Assignment →
What is needed is a word-for-word copy of the records below.

============================================================

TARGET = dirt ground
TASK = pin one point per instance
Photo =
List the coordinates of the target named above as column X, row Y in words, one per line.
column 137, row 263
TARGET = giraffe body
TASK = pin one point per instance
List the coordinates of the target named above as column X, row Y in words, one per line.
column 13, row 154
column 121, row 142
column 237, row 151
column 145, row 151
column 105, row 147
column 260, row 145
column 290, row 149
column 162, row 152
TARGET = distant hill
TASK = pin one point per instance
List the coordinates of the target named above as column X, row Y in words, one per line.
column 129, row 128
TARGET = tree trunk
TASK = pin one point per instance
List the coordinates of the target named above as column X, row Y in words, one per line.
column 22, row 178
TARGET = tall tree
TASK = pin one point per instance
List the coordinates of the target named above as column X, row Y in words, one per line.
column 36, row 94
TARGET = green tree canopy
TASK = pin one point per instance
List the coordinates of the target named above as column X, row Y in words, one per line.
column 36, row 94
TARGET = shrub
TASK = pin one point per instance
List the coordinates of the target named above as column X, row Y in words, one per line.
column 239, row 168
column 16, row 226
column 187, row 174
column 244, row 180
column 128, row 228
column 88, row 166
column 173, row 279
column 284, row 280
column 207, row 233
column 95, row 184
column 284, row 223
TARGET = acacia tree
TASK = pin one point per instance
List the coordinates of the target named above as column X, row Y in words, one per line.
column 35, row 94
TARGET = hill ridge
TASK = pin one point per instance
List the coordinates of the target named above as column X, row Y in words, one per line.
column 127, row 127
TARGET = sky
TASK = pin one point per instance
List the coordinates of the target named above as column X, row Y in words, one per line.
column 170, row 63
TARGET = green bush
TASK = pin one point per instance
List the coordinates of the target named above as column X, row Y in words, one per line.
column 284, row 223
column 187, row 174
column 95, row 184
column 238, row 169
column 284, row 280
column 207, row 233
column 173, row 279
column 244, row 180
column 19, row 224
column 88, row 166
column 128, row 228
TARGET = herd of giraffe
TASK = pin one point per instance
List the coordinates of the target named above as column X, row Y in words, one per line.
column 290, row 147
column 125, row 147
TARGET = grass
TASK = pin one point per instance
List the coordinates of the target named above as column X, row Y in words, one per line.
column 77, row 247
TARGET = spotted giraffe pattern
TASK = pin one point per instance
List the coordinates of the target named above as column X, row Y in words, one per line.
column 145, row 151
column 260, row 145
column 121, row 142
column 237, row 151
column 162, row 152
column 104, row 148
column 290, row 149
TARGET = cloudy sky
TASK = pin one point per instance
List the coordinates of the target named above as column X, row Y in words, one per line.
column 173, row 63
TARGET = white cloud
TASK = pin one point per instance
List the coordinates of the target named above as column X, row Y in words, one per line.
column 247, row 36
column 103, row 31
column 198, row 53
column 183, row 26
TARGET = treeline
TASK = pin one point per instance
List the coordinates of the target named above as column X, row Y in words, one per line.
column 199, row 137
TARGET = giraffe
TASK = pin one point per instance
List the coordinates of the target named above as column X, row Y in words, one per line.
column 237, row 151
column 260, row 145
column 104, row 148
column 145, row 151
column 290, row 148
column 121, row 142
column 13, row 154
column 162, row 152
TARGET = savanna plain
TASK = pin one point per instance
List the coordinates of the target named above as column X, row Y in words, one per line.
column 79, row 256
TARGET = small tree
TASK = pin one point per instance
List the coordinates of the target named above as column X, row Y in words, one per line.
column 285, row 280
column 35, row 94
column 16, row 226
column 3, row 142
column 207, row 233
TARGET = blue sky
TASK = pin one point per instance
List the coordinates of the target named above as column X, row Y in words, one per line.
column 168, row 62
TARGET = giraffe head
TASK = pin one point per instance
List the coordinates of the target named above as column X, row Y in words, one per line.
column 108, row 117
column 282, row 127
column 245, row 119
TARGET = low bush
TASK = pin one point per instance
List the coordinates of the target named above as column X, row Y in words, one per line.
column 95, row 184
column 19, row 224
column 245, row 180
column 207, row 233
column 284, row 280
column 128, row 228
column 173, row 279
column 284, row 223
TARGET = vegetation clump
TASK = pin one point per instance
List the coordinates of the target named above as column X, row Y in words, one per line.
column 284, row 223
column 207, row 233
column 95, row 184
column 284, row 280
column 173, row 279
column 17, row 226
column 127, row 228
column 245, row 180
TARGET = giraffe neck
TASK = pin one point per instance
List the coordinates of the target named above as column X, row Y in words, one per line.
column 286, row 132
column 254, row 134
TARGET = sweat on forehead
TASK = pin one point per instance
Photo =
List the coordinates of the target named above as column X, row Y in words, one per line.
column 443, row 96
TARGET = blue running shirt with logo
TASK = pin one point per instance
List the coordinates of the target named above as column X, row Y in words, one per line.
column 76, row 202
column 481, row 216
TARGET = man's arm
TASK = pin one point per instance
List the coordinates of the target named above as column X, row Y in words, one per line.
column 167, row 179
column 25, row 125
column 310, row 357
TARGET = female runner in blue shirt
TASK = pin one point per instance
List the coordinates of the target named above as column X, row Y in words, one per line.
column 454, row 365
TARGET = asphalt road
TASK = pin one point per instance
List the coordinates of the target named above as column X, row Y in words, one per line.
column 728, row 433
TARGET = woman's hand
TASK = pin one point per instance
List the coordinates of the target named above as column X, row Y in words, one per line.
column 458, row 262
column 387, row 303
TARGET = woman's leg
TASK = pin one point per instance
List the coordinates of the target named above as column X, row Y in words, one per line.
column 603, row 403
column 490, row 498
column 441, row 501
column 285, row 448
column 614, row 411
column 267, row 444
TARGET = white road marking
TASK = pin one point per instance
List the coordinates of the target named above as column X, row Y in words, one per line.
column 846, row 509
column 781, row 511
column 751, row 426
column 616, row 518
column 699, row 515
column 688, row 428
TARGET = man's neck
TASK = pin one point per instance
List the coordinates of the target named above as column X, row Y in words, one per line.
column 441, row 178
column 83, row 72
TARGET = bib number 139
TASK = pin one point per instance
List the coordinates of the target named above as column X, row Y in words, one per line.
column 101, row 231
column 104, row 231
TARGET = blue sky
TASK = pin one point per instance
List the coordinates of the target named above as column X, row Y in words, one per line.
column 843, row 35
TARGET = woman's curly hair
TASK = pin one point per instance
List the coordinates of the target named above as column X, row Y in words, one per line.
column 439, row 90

============================================================

Task answer →
TARGET = dirt ground
TASK = pin one point per instance
Photo =
List the coordinates of the target named above as column X, row Y in words, one per line.
column 137, row 263
TARGET = giraffe body
TASK = pin one point per instance
List the coordinates of the target named above as column X, row Y in words, one per line.
column 13, row 154
column 121, row 142
column 237, row 151
column 145, row 151
column 105, row 147
column 260, row 145
column 290, row 149
column 162, row 152
TARGET = distant hill
TASK = pin one point per instance
List the coordinates of the target named above as column X, row Y in words, one per line.
column 129, row 128
TARGET = tree trunk
TASK = pin one point per instance
List the coordinates of the target named above as column X, row Y in words, one per line.
column 22, row 178
TARGET = tall tree
TASK = pin one point per instance
List the coordinates of the target named above as column X, row Y in words, one per line.
column 36, row 94
TARGET = green tree canopy
TASK = pin one point per instance
List the coordinates of the target named above as column X, row Y in words, one per line.
column 36, row 94
TARGET = shrub
TASK = pin one point per instance
List the coordinates of the target named above as column X, row Y in words, one per line.
column 239, row 168
column 16, row 226
column 187, row 174
column 244, row 180
column 128, row 228
column 88, row 166
column 173, row 279
column 284, row 280
column 207, row 233
column 95, row 184
column 284, row 223
TARGET = acacia tree
TASK = pin one point per instance
List the coordinates of the target named above as column X, row Y in words, one per line.
column 35, row 94
TARGET = hill ridge
TASK = pin one point per instance
List the coordinates of the target named above as column X, row Y in words, one per line.
column 127, row 127
TARGET = sky
TASK = pin one point per instance
List the coordinates of the target named above as column X, row Y in words, one per line.
column 170, row 63
TARGET = green bush
TASK = pin one point per instance
List the coordinates of the target named above as column X, row Y in words, one per line.
column 284, row 223
column 187, row 174
column 95, row 184
column 238, row 169
column 284, row 280
column 207, row 233
column 173, row 279
column 244, row 180
column 19, row 224
column 88, row 166
column 128, row 228
TARGET = herd of giraffe
TASK = pin one point per instance
List the coordinates of the target named above as column X, row Y in words, one per line.
column 290, row 147
column 125, row 147
TARGET = grass
TASK = pin one point per instance
List the coordinates of the target named above as column X, row Y in words, one per line.
column 77, row 247
TARGET = spotted giraffe pattern
TASK = pin one point per instance
List the coordinates of the target named above as column X, row Y in words, one per line.
column 145, row 151
column 260, row 145
column 121, row 142
column 237, row 151
column 162, row 152
column 104, row 148
column 290, row 149
TARGET = cloudy sky
TASK = pin one point per instance
List the coordinates of the target named above as column X, row Y in words, one per line.
column 173, row 63
TARGET = white cloud
TASK = pin one point per instance
List the coordinates of the target named above as column X, row Y in words, one per line.
column 247, row 36
column 103, row 31
column 198, row 53
column 183, row 26
TARGET = treeline
TASK = pin one point per instance
List the coordinates of the target named above as column X, row Y in words, one per line.
column 199, row 137
TARGET = giraffe
TASK = pin one point per instance
List the coordinates of the target named above as column X, row Y in words, one per line.
column 237, row 151
column 260, row 145
column 104, row 148
column 145, row 151
column 290, row 148
column 121, row 142
column 13, row 154
column 162, row 152
TARGET = savanna plain
TASK = pin one point per instance
List the coordinates of the target named above as column X, row Y in words, one per line.
column 79, row 256
TARGET = small tree
TASK = pin one point per instance
List the coordinates of the target named above as column X, row Y in words, one per line.
column 285, row 280
column 35, row 94
column 16, row 226
column 3, row 142
column 207, row 233
TARGET = blue sky
TASK = pin one point per instance
List the coordinates of the target named above as column X, row Y in words, one per line.
column 168, row 62
TARGET = giraffe head
TASK = pin one point per instance
List the coordinates of the target named above as column X, row Y in words, one per line.
column 108, row 117
column 282, row 127
column 245, row 119
TARGET = low bush
TASK = pin one point per instance
List the coordinates of the target named above as column X, row Y in words, one per line.
column 95, row 184
column 19, row 224
column 245, row 180
column 207, row 233
column 284, row 280
column 128, row 228
column 173, row 279
column 284, row 223
TARGET = vegetation clump
TASK = pin one point per instance
List the coordinates of the target named above as column X, row Y in words, one per line.
column 284, row 223
column 207, row 233
column 95, row 184
column 284, row 280
column 173, row 279
column 17, row 226
column 127, row 228
column 245, row 180
TARGET = giraffe neck
TASK = pin one point per instance
List the coordinates of the target named above as column X, row Y in words, one per line.
column 286, row 132
column 254, row 134
TARGET = sweat on forehead
TASK = pin one point per instance
Photo =
List the coordinates of the target named above as column X, row Y in words, one per line.
column 443, row 96
TARGET = blue running shirt with logo
TASK = pin one point per instance
List the coordinates of the target named above as column X, row Y in words, one per line.
column 76, row 202
column 481, row 216
TARGET = man's arm
TASK = pin one point per instance
List the coordinates of the target named above as column X, row Y in words, one per line.
column 167, row 179
column 25, row 125
column 310, row 357
TARGET = female runner in blue shirt
TASK = pin one point per instance
List the coordinates of the target named above as column X, row Y in words, one per line.
column 454, row 365
TARGET = asphalt road
TASK = pin one point per instance
List the coordinates of the target named above as column X, row Y in words, one per line.
column 728, row 433
TARGET = woman's hand
TASK = pin one point per instance
List the coordinates of the target named above as column X, row Y in words, one per line.
column 458, row 262
column 387, row 303
TARGET = woman's leg
TASK = pin one point per instance
List the coordinates of the target named above as column X, row Y in words, one per line.
column 603, row 403
column 490, row 498
column 441, row 501
column 285, row 448
column 614, row 411
column 267, row 444
TARGET = white road marking
TASK = pin one point per instance
List the coordinates of the target named above as column X, row Y in words, one per line.
column 846, row 509
column 781, row 511
column 751, row 426
column 616, row 518
column 699, row 515
column 688, row 428
TARGET = man's neck
TASK = pin one point per instance
List the coordinates of the target named above as column X, row Y in words, one per line.
column 441, row 178
column 83, row 72
TARGET = bib number 139
TASK = pin one point per instance
List the coordinates of the target named above as column X, row Y in words, one per line.
column 101, row 231
column 104, row 231
TARGET = blue sky
TASK = pin one point per instance
List the coordinates of the target named above as column X, row Y in words, one per line.
column 843, row 35
TARGET = woman's curly hair
TASK = pin one point per instance
List the coordinates of the target named above as column X, row Y in words, one per line.
column 439, row 90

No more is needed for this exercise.